Return every line of the data below that contains the string "roof", treating uppercase and lowercase as different.

--- begin INFORMATION SUPPLIED ---

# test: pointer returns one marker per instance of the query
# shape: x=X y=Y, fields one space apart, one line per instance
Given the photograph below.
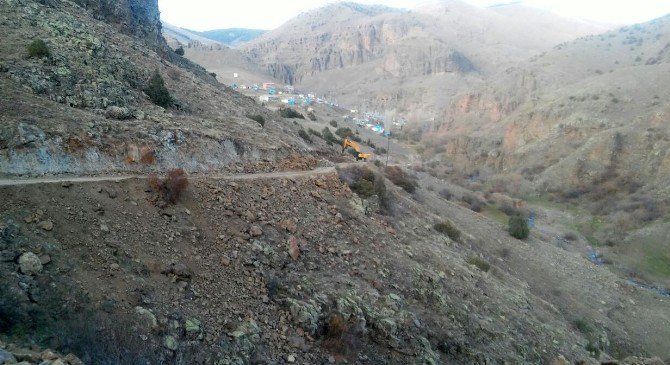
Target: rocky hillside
x=233 y=37
x=80 y=104
x=391 y=58
x=292 y=269
x=586 y=124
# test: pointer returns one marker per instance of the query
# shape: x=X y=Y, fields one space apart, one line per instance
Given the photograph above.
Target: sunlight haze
x=262 y=14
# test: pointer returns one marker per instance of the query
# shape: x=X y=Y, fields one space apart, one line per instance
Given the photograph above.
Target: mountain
x=152 y=215
x=99 y=60
x=413 y=60
x=233 y=36
x=185 y=36
x=583 y=124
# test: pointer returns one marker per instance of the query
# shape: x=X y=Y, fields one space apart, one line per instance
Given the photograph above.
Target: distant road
x=199 y=176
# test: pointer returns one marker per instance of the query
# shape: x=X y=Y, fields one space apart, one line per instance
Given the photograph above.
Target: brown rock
x=560 y=360
x=48 y=355
x=73 y=360
x=47 y=225
x=255 y=231
x=293 y=248
x=289 y=225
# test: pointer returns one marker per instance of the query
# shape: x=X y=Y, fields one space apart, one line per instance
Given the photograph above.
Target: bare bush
x=402 y=179
x=172 y=187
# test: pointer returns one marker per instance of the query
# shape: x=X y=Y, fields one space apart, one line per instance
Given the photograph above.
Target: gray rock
x=119 y=113
x=171 y=343
x=192 y=325
x=147 y=316
x=30 y=264
x=6 y=358
x=306 y=315
x=255 y=231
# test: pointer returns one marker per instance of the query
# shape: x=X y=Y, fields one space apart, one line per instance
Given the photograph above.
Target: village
x=275 y=97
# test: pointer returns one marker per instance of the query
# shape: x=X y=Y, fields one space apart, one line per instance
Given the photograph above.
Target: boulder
x=171 y=343
x=30 y=264
x=119 y=113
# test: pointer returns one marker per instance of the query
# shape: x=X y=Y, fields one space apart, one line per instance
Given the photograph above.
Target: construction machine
x=361 y=156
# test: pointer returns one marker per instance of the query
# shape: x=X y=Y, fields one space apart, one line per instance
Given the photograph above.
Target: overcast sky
x=269 y=14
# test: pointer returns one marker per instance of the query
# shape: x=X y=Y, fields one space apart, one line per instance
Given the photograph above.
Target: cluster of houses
x=271 y=92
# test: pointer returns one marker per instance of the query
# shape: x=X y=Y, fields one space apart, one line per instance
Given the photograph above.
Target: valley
x=197 y=207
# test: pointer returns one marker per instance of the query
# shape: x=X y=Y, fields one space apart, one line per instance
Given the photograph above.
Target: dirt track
x=116 y=178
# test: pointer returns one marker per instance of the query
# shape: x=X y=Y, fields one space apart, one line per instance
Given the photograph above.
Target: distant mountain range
x=231 y=37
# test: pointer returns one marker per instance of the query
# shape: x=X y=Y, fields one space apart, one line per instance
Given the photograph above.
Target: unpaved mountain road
x=197 y=176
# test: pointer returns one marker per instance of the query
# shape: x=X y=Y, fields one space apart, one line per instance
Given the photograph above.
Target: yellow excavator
x=361 y=156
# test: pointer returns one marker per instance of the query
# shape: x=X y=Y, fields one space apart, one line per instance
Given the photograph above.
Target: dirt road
x=116 y=178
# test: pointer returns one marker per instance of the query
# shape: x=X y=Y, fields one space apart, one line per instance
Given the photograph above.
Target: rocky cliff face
x=138 y=17
x=362 y=55
x=83 y=109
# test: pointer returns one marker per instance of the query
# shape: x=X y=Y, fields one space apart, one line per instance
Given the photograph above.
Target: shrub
x=38 y=49
x=172 y=187
x=447 y=228
x=400 y=178
x=518 y=227
x=570 y=236
x=385 y=198
x=509 y=209
x=258 y=118
x=480 y=263
x=364 y=188
x=290 y=113
x=446 y=194
x=157 y=92
x=304 y=135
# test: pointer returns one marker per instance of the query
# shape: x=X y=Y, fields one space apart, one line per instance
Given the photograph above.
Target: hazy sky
x=269 y=14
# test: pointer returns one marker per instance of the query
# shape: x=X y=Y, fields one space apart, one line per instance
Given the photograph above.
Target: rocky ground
x=83 y=109
x=274 y=271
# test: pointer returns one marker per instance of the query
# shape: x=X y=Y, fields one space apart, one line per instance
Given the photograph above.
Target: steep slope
x=83 y=108
x=233 y=36
x=185 y=36
x=586 y=124
x=390 y=58
x=292 y=268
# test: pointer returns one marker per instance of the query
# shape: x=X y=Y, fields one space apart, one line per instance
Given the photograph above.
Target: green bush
x=258 y=118
x=481 y=264
x=518 y=227
x=447 y=228
x=38 y=49
x=157 y=92
x=304 y=135
x=290 y=113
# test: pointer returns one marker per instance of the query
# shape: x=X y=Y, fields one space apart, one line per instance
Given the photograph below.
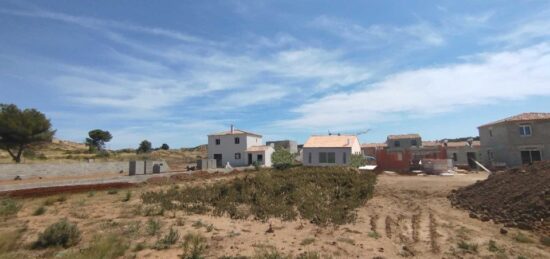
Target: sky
x=174 y=71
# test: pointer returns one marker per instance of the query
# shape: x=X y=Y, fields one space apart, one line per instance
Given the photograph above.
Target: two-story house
x=238 y=148
x=516 y=140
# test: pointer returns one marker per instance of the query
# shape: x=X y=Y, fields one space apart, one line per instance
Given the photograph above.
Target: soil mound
x=516 y=197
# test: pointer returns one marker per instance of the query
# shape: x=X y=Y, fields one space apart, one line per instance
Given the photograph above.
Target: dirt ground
x=409 y=216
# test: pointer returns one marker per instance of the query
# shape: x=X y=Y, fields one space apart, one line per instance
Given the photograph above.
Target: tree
x=282 y=159
x=144 y=147
x=357 y=160
x=97 y=139
x=21 y=128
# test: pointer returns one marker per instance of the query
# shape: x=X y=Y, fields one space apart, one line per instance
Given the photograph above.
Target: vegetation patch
x=62 y=233
x=321 y=195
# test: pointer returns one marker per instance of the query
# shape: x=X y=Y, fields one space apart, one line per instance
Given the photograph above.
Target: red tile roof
x=404 y=136
x=529 y=116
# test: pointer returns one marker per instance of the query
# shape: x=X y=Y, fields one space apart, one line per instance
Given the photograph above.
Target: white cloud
x=493 y=77
x=376 y=35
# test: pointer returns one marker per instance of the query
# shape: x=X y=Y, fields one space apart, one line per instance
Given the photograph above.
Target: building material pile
x=517 y=198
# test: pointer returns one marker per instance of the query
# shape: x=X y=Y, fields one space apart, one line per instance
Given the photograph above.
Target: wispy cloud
x=95 y=23
x=375 y=35
x=492 y=78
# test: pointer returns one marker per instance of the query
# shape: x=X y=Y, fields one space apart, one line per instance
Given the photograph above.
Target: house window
x=525 y=130
x=344 y=158
x=322 y=157
x=331 y=157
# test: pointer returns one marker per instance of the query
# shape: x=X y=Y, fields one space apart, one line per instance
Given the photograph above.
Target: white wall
x=339 y=156
x=228 y=148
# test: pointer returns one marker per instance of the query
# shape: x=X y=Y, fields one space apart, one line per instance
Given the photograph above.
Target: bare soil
x=409 y=216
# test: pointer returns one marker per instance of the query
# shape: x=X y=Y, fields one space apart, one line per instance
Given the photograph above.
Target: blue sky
x=174 y=71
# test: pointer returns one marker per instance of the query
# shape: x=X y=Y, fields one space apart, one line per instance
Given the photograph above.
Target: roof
x=257 y=148
x=529 y=116
x=404 y=136
x=331 y=141
x=463 y=144
x=235 y=132
x=374 y=145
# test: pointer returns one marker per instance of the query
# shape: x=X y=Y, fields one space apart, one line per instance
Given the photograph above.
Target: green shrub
x=467 y=247
x=39 y=211
x=127 y=196
x=282 y=159
x=322 y=195
x=61 y=233
x=169 y=239
x=153 y=227
x=104 y=246
x=520 y=237
x=194 y=246
x=9 y=207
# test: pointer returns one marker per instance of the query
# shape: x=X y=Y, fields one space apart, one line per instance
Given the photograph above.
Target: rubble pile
x=516 y=197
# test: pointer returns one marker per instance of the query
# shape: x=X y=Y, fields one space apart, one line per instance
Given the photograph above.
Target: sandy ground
x=410 y=214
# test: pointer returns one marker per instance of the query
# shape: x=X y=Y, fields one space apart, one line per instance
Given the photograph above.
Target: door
x=218 y=158
x=471 y=159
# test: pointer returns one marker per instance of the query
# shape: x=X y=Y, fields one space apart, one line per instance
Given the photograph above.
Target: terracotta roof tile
x=529 y=116
x=235 y=132
x=404 y=136
x=331 y=141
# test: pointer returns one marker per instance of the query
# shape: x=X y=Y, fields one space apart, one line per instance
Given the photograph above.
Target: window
x=344 y=158
x=331 y=157
x=525 y=130
x=322 y=157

--- end INFORMATION SUPPLIED ---

FULL RESPONSE>
Target: red tile roof
Target: roof
Target: terracotta roof tile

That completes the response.